Passage shown =
>> start
Re: [PATCH] LTT for 2.5.38 1/9: Core infrastructure

Ingo Molnar (mingo@elte.hu)
Sun, 22 Sep 2002 12:42:51 +0200 (CEST)


On Sun, 22 Sep 2002, Karim Yaghmour wrote:

> D: The core tracing infrastructure serves as the main rallying point for
> D: all the tracing activity in the kernel. (Tracing here isn't meant in
> D: the ptrace sense, but in the sense of recording key kernel events along
> D: with a time-stamp in order to reconstruct the system's behavior post-
> D: mortem.) Whether the trace driver (which buffers the data collected
> D: and provides it to the user-space trace daemon via a char dev) is loaded
> D: or not, the kernel sees a unique tracing function: trace_event().
> D: Basically, this provides a trace driver register/unregister service.
> D: When a trace driver registers, it is forwarded all the events generated
> D: by the kernel. If no trace driver is registered, then the events go
> D: nowhere.

my problem with this stuff is conceptual: it introduces a constant drag on
the kernel sourcecode, while 99% of development will not want to trace,
ever. When i do need tracing occasionally, then i take those 30 minutes to
write up a tracer from pre-existing tracing patches, tailored to specific
problems. Eg. for the scheduler i wrote a simple tracer, but the rate of
trace points that started to make sense for me from a development and
debugging POV also made kernel/sched.c butt-ugly and unmaintainable, so i
always kept the tracer separate and did the hacking in the untained code.
>> end
[Data pulled from a collection]
>> start
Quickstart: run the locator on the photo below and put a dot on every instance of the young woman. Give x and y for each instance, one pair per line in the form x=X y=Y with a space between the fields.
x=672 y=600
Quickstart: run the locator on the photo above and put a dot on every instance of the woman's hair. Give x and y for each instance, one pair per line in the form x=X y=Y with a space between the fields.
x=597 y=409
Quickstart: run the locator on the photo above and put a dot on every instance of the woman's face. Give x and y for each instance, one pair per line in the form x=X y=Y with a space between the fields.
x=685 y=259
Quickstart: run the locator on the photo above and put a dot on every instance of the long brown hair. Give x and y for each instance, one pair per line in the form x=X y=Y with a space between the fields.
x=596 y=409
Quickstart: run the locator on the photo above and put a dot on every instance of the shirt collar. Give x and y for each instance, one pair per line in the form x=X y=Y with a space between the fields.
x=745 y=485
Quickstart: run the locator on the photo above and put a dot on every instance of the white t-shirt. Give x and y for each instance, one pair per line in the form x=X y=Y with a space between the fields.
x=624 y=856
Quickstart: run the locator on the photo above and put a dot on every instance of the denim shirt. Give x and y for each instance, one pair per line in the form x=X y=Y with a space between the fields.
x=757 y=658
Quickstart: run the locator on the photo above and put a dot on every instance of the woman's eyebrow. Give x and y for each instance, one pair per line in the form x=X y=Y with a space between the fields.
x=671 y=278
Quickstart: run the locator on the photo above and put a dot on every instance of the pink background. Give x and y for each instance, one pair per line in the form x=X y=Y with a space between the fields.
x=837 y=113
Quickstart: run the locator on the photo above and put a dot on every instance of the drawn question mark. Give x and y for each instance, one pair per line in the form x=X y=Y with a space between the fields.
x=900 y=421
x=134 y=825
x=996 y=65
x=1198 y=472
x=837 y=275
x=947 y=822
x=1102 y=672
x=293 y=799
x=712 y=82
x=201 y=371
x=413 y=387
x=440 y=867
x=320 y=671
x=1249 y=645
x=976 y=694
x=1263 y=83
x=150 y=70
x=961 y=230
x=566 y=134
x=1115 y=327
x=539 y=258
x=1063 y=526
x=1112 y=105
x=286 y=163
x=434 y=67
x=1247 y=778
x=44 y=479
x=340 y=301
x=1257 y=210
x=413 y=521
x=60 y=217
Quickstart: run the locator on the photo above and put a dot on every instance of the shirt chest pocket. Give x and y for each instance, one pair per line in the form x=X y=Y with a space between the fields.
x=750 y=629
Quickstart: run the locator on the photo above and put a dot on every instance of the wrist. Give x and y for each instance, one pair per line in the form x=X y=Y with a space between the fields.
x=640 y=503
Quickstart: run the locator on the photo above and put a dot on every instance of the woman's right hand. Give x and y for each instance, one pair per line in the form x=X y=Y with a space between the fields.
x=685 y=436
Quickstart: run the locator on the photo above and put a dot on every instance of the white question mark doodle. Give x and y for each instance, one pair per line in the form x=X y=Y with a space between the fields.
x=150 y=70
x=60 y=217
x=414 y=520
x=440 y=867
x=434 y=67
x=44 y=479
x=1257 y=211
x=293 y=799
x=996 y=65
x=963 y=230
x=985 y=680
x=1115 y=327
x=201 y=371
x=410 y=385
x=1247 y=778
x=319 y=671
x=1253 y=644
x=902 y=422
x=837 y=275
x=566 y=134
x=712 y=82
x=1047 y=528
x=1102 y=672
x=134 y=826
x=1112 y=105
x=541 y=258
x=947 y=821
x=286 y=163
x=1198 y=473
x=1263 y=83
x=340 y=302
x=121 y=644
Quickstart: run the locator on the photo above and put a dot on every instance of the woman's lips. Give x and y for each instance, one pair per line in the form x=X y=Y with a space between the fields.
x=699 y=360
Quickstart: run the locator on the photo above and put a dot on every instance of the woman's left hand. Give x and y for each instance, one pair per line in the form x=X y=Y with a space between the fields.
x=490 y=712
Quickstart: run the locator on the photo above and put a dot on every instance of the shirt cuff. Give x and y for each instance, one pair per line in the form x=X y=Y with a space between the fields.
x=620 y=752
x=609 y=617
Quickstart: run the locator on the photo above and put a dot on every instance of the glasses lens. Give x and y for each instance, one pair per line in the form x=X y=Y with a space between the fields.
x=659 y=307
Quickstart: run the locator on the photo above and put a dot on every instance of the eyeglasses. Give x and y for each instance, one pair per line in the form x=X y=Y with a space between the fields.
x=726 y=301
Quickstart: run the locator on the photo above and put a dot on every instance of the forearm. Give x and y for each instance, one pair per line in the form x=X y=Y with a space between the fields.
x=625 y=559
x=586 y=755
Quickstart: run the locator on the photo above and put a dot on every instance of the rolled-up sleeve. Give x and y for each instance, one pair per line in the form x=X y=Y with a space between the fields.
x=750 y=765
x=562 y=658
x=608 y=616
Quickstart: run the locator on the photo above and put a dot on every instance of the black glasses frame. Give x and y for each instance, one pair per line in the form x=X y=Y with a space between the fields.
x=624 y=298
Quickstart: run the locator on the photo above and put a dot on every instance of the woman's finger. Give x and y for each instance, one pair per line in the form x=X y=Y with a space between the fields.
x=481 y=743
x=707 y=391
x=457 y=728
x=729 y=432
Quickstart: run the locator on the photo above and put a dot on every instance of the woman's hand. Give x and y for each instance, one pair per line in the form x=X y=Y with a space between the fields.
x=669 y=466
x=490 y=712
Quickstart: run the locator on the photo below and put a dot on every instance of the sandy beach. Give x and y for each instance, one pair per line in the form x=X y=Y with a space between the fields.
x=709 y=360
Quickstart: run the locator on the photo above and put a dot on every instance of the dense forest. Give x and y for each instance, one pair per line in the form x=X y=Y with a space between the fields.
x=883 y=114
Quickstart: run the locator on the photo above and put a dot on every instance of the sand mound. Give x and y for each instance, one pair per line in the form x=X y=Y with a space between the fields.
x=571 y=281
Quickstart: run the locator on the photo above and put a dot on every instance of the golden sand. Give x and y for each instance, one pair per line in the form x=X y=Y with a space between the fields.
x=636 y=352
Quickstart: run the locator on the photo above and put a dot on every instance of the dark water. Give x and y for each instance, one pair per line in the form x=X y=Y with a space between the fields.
>> end
What is asked = Continue the kernel tracing email from the point where it stops.

Output for this exercise =
also, the direction things are taking these days seems to be towards
hardware-assisted tracing. Ie. on the P4 we can recover a trace of EIPs
traversed by the CPU recently. Stuff like this is powerful and can can
debug bugs that cannot be debugged via software. I've seen and debugged
dozens of subtle bugs that went away if a software-tracer was enabled, in
fact i debugged at least 3 scheduler bugs which triggered on the removal
of a specific trace point. Sw-tracing, and especially the kind of
intrusive stuff you are doing has its limitations and side-effects. It's
also something that comes from the closed-source world, there kernels must
have tracing APIs because otherwise debugging drivers and subsystems would
be much easier. It does have its uses, no doubt, but usually we apply
things to the kernel that have either a positive, or at worst, a neutral
impact on the kernel proper - kernel tracing clearly is not such a
feature.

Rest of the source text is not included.